> GIVEN REQUEST 1:
Pull out every line of the listing below that contains the string "rural", and copy each one.
***** TEXT EXCERPT *****
# Help with ID!!! Arc Bar!!



## rustyspoke66 (Dec 24, 2013)

This belongs to a friend of mine locally and we are trying to figure out what it is.
List of features.
-Headbadge screw holes = 3 the top two being the same height and bottom one centered.
-Seat stays look Schwinnish or many others
-Rear dropouts have no adjusters.
-Truss design is fits many manufactures like Schwinn and Westfield.
-Fork looks Westfield?
-Sprocket even looks a bit Westfield.
-Picture of serial number if that helps.


----------



## rustyspoke66 (Dec 24, 2013)

Ok the more I look around thing looks more Davis built and the headbadge screws seem to line up with a Yale type badge...


----------



## hoofhearted (Dec 24, 2013)

*Readers ... it is important that you ALSO read entry # 6 of this thread.*

*rustyspoke66* ... it's Miami-Built ... 1917 thru 1922 ... the seat stays are of the Miami-Built variety
that pinch in above that thick, Miami fender bridge.  NOT ALL MIAMI-BUILT MACHINES PINCH-IN ABOVE 
THAT FAT FENDER BRIDGE.

No rear-axel adjusters .. a Miami trait ... BUT NOT ALWAYS ....... SOME MIAMI-BUILT MACHINES DO HAVE 
SCREW-TYPE AXEL ADJUSTERS.

Would like to see what the truss-area of the fork looks like from many (7+) points of view.

How about some close-up pics of joins made during frame construction. 

FOTOS .. and plenty of them will help document what is what on these ever-changing, Miami-Built machines.

*Merry Christmas To You, rustyspoke66  ! ! !*

........... patric





*Note Lack of Axel-Adjusters ... Note Pinch-In Area Of Upper Seat Stays .................*


----------



## rustyspoke66 (Dec 24, 2013)

Very cool, i was very confused. I'll get more pictures this week and maybe a hint of the original color. Merry Christmas.


----------



## catfish (Dec 24, 2013)
***** DATA TO USE *****
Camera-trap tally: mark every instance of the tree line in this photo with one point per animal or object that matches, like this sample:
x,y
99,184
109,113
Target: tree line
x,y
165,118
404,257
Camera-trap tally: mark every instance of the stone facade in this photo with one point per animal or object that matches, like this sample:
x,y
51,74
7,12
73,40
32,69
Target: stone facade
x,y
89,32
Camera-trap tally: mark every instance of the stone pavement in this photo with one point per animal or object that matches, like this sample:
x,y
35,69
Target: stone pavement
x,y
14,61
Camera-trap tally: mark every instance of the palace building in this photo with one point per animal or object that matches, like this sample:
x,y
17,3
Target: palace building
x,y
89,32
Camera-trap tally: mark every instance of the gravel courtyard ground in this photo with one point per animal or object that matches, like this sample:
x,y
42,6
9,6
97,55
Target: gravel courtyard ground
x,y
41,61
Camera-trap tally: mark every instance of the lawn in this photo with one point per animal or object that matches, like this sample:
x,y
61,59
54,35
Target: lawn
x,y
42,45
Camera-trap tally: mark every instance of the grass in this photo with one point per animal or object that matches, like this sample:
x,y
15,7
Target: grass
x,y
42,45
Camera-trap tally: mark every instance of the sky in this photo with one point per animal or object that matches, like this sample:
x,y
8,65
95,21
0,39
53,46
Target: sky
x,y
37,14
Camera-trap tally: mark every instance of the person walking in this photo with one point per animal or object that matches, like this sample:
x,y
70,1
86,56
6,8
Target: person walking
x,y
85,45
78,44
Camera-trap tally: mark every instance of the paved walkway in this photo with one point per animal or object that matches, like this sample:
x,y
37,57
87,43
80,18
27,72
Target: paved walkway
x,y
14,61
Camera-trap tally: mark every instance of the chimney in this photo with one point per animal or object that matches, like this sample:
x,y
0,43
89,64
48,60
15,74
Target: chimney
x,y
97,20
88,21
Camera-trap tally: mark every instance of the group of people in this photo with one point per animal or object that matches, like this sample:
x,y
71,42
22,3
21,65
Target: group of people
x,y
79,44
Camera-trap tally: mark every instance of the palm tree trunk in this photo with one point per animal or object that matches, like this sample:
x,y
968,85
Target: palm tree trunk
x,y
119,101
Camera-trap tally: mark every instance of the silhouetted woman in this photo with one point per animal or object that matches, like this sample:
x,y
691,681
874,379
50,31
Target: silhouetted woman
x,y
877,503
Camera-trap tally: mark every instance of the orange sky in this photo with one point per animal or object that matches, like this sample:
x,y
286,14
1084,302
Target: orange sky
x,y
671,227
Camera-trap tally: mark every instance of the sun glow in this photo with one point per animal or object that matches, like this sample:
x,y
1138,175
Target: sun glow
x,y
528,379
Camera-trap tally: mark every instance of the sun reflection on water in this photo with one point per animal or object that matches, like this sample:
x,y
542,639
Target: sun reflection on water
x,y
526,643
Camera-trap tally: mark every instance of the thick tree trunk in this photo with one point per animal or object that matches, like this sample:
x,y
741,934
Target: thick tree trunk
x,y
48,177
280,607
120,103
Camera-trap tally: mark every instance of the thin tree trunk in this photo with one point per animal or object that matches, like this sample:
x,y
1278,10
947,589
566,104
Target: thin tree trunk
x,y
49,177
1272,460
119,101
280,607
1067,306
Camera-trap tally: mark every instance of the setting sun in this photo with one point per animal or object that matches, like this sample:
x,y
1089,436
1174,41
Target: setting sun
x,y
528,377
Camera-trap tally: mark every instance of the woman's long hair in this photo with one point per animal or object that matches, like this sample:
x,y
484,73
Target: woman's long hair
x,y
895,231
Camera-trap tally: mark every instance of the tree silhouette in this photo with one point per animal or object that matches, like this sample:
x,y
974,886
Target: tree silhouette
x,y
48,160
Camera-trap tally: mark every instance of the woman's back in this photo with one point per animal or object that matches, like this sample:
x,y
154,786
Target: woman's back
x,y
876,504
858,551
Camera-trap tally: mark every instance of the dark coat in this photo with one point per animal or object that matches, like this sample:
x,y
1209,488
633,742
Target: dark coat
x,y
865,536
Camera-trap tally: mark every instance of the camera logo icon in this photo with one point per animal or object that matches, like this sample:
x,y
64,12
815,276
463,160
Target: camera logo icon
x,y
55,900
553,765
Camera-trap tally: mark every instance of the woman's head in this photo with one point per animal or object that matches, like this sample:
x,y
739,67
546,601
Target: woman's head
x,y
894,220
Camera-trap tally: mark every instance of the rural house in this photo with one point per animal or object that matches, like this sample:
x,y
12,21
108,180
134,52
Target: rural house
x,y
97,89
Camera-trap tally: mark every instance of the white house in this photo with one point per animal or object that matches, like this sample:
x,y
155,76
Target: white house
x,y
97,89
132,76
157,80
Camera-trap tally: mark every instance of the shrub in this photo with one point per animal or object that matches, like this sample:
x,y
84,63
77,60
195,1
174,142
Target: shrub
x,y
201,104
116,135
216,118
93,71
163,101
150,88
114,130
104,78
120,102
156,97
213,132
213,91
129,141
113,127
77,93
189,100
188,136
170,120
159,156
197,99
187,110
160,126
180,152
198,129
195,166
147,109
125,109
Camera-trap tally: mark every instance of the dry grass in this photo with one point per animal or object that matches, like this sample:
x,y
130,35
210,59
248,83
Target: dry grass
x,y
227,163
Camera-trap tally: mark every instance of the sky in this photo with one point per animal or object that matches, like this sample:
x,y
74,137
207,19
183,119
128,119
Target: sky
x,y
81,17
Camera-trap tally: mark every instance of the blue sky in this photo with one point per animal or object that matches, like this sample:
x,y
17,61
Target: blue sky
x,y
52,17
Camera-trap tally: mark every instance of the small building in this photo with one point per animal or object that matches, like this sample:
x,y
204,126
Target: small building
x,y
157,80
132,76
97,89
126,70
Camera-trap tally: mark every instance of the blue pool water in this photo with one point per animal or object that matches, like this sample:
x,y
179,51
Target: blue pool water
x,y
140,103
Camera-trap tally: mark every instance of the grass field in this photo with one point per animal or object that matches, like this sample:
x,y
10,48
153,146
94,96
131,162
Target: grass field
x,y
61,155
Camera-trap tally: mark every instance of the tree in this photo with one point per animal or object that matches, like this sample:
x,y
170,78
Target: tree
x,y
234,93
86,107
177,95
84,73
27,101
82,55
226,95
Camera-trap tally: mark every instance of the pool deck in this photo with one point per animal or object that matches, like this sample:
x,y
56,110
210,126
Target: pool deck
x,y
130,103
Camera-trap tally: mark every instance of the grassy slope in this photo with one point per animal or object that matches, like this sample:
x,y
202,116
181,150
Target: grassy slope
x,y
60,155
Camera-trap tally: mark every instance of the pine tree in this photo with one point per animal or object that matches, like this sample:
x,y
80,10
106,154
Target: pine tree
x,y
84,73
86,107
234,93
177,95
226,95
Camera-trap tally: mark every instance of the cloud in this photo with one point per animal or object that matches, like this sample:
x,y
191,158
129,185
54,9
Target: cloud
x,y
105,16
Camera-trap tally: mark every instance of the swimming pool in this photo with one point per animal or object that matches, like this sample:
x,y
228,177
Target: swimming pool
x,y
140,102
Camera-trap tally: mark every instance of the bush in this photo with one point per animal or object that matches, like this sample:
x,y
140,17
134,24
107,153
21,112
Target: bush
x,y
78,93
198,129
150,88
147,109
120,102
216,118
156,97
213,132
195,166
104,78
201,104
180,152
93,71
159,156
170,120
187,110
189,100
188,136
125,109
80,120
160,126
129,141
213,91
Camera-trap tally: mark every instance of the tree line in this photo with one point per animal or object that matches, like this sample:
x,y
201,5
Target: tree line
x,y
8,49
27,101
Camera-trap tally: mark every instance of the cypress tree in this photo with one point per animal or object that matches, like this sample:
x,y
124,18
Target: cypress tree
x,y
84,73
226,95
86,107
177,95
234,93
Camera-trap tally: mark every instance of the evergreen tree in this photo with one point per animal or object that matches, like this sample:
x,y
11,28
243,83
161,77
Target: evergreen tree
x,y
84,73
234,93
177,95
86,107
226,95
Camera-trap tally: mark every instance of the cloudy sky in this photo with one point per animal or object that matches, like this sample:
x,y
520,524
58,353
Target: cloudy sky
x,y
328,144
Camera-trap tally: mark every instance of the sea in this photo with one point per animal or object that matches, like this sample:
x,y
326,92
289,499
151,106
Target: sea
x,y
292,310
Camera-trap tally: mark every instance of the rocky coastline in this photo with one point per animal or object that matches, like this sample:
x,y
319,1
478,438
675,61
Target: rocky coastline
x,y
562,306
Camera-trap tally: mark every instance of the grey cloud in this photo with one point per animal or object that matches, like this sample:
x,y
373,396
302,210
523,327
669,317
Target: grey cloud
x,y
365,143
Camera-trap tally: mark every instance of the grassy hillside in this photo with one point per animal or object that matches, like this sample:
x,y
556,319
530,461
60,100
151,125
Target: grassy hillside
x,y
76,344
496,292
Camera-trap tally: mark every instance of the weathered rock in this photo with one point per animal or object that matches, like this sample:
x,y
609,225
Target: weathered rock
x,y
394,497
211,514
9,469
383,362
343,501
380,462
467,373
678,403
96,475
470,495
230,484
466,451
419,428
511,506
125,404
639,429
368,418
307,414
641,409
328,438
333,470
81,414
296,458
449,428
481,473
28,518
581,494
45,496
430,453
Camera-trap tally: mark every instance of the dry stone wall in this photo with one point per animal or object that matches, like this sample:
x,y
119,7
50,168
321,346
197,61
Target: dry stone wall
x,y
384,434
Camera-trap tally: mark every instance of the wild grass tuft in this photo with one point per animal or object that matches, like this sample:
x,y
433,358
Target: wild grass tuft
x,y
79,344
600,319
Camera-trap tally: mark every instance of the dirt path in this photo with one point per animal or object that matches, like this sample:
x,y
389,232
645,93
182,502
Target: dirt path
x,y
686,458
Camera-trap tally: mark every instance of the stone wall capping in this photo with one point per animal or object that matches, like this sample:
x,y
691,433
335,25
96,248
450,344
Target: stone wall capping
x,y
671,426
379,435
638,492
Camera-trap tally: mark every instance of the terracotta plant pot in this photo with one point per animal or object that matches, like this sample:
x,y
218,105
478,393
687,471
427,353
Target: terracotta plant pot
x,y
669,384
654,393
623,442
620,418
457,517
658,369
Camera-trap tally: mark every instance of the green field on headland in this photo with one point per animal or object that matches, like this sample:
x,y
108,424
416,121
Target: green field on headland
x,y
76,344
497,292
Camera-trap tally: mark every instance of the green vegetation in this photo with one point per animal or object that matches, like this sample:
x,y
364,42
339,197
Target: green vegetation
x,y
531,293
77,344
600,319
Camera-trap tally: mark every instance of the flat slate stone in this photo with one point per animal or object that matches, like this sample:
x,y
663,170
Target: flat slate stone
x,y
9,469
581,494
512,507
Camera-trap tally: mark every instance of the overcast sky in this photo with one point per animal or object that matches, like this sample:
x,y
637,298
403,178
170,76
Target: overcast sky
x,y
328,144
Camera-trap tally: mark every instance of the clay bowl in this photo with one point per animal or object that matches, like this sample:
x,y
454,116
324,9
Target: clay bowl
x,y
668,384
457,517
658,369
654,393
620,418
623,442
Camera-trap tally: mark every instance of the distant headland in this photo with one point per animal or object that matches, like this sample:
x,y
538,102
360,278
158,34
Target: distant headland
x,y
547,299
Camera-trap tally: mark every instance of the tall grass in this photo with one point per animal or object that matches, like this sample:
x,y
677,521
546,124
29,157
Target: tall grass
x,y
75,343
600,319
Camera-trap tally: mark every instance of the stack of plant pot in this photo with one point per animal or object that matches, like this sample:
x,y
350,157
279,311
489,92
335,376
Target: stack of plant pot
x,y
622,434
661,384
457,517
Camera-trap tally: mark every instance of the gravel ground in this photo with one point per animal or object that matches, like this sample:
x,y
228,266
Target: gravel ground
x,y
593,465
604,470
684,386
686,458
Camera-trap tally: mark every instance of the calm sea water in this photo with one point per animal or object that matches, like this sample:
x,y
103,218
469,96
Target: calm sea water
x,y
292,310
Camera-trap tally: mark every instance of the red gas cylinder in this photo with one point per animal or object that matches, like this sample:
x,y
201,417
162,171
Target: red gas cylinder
*****
> GIVEN REQUEST 2:
In the forum thread, which span of years does hoofhearted give for Miami-Built machines?

> EXERCISE SOLUTION 1:
Camera-trap tally: mark every instance of the rural house in this photo with one point per animal or object that matches, like this sample:
Target: rural house

> EXERCISE SOLUTION 2:
1917 through 1922.